Subject: [PATCH 6/6] workqueue: Add pwq->stats[] and a monitoring script

Currently, the only way to peer into workqueue operations is through
tracing. While possible, it isn't easy or convenient to monitor
per-workqueue behaviors over time this way. Let's add pwq->stats[] that
track relevant events and a drgn monitoring script -
tools/workqueue/wq_monitor.py.

It's arguable whether this needs to be configurable. However, it currently
only has seven counters and the runtime overhead shouldn't be noticeable
given that they're on pwq's which are per-cpu on per-cpu workqueues and
per-numa-node on unbound ones. Let's keep it simple for the time being.

Signed-off-by: Tejun Heo <[email protected]>
Cc: Lai Jiangshan <[email protected]>
---
Documentation/core-api/workqueue.rst | 30 ++++++
kernel/workqueue.c | 29 +++++-
tools/workqueue/wq_monitor.py | 148 +++++++++++++++++++++++++++
3 files changed, 206 insertions(+), 1 deletion(-)

> Set exercise a: Gather every line of the records below that contains the string "pole".

> Records supplied:
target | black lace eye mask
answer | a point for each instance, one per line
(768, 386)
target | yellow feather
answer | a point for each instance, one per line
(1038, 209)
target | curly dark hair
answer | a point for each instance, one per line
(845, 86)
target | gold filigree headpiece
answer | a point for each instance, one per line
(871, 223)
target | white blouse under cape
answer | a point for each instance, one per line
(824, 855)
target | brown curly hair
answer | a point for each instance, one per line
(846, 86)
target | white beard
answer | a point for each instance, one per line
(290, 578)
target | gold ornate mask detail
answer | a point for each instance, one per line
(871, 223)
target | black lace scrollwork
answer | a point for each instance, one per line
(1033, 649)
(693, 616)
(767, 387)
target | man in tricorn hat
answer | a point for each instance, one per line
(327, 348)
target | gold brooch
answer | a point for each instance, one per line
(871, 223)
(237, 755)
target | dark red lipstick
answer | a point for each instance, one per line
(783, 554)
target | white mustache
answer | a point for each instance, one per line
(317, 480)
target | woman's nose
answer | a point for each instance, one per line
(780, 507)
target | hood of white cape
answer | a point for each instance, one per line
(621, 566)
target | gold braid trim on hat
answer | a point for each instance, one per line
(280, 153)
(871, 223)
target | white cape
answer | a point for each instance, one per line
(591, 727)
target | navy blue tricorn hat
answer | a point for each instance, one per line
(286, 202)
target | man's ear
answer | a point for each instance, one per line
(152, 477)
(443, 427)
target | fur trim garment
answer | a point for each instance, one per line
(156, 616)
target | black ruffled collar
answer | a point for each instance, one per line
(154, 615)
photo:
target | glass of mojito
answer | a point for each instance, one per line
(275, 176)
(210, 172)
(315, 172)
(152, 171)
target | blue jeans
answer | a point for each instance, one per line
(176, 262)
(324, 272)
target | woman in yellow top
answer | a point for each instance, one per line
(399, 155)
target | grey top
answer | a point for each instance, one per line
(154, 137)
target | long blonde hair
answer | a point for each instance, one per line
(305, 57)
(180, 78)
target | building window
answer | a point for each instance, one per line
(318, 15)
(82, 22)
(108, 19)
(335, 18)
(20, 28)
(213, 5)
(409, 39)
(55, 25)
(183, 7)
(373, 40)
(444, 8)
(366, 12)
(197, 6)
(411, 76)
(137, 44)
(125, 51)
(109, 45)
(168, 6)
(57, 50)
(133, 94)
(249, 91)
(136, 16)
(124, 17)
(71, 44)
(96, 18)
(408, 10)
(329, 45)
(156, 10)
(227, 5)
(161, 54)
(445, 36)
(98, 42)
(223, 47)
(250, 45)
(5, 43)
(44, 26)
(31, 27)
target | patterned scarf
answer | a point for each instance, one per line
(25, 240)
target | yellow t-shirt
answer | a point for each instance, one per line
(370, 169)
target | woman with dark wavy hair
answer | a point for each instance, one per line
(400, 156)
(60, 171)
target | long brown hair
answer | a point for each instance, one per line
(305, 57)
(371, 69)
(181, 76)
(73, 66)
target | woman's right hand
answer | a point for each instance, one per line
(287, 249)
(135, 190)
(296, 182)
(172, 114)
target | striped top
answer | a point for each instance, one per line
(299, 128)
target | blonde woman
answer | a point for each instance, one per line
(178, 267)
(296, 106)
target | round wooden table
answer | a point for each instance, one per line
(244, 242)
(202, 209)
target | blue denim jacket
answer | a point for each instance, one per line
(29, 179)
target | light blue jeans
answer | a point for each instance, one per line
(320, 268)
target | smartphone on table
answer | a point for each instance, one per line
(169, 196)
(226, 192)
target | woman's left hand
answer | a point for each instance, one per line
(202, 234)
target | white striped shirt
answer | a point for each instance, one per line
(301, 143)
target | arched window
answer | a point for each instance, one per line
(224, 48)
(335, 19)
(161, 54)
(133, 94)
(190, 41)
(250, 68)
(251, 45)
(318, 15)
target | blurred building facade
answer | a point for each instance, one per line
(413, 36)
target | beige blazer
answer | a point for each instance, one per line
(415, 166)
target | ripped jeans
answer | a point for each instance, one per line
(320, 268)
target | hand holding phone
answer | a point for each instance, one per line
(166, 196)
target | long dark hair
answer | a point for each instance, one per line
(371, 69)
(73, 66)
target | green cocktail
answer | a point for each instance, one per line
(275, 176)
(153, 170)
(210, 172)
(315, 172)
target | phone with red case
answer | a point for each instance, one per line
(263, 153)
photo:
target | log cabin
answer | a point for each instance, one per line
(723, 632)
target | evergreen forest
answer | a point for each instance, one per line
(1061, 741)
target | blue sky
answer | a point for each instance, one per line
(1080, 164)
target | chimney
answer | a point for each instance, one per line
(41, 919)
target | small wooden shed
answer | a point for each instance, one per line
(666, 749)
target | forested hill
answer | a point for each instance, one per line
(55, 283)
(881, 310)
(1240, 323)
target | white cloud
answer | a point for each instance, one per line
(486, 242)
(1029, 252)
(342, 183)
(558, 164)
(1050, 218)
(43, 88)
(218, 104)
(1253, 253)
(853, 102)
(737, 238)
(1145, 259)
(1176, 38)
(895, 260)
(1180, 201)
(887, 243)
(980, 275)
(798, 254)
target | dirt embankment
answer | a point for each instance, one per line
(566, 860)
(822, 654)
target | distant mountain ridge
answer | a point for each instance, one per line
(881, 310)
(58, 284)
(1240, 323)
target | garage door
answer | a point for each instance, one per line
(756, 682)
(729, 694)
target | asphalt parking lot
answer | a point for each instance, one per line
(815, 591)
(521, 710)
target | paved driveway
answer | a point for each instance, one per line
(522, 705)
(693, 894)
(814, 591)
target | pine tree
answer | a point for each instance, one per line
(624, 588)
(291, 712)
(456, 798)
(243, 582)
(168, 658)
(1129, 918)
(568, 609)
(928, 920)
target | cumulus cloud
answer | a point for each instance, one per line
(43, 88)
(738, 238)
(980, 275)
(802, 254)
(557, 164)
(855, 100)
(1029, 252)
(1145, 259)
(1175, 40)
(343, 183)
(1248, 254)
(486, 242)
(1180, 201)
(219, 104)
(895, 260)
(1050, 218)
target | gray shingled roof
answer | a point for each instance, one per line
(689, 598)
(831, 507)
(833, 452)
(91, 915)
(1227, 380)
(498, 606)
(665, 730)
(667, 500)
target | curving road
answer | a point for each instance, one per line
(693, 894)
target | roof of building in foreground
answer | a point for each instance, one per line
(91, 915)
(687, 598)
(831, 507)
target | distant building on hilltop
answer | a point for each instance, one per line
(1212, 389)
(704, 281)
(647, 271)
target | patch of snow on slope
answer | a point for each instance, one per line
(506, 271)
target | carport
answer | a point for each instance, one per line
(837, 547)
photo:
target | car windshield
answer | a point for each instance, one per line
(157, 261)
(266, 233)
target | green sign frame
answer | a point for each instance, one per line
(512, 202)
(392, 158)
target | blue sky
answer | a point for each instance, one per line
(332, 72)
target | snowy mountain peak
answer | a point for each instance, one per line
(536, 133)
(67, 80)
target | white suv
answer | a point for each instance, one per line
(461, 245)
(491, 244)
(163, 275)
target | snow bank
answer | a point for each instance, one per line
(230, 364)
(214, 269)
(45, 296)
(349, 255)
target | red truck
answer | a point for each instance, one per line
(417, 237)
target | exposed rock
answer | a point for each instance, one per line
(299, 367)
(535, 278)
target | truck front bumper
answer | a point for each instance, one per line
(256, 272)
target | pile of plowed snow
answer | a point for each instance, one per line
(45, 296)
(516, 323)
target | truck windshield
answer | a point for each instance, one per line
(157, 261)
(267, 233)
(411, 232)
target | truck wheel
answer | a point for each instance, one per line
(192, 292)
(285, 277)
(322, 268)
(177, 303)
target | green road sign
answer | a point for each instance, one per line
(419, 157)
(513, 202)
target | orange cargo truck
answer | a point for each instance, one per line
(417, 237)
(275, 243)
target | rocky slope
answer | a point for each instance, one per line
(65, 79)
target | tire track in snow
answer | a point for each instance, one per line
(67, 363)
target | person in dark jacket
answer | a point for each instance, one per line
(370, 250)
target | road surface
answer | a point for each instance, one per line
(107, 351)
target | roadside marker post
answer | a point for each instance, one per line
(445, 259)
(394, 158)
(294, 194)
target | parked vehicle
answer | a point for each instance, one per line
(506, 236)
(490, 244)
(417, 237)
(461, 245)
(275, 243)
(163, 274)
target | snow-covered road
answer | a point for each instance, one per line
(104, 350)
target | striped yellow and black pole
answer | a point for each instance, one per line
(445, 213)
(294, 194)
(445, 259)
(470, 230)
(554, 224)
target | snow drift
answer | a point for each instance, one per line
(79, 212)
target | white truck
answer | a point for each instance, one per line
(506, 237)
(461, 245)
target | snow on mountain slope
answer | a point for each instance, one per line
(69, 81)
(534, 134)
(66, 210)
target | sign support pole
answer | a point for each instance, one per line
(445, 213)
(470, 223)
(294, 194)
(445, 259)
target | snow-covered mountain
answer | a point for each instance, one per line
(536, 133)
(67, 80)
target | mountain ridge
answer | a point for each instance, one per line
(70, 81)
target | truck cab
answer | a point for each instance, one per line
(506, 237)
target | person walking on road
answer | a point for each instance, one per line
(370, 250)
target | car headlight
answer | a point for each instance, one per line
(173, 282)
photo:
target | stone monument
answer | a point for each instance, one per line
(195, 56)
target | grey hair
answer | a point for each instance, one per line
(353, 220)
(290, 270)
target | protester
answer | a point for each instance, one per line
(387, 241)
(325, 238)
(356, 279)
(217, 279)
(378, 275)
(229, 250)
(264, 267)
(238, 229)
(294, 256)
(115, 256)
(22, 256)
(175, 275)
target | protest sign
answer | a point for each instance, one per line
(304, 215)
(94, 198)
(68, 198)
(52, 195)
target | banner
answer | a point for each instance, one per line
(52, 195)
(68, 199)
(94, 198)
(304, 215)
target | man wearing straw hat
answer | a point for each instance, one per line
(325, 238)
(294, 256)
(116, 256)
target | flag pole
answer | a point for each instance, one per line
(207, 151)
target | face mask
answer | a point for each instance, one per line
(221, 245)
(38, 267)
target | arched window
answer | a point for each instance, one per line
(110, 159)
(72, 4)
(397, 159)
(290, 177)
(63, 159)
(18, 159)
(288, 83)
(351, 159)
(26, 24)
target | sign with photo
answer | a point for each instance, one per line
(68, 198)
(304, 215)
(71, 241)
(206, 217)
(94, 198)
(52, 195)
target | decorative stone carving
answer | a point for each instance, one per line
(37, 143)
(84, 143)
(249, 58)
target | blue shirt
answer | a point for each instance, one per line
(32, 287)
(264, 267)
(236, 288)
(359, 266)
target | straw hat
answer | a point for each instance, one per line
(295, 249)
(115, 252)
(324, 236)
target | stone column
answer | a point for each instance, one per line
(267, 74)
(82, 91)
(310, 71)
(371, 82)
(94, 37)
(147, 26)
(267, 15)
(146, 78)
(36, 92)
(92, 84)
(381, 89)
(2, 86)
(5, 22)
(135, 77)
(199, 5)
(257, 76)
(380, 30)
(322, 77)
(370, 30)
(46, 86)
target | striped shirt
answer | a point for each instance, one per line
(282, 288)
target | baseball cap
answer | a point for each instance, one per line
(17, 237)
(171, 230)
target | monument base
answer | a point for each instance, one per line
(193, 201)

> Set exercise b: In the workqueue patch above, what is the file path of the drgn monitoring script it adds?

> Task result a:
target | striped yellow and black pole
target | sign support pole
target | flag pole

> Task result b: tools/workqueue/wq_monitor.py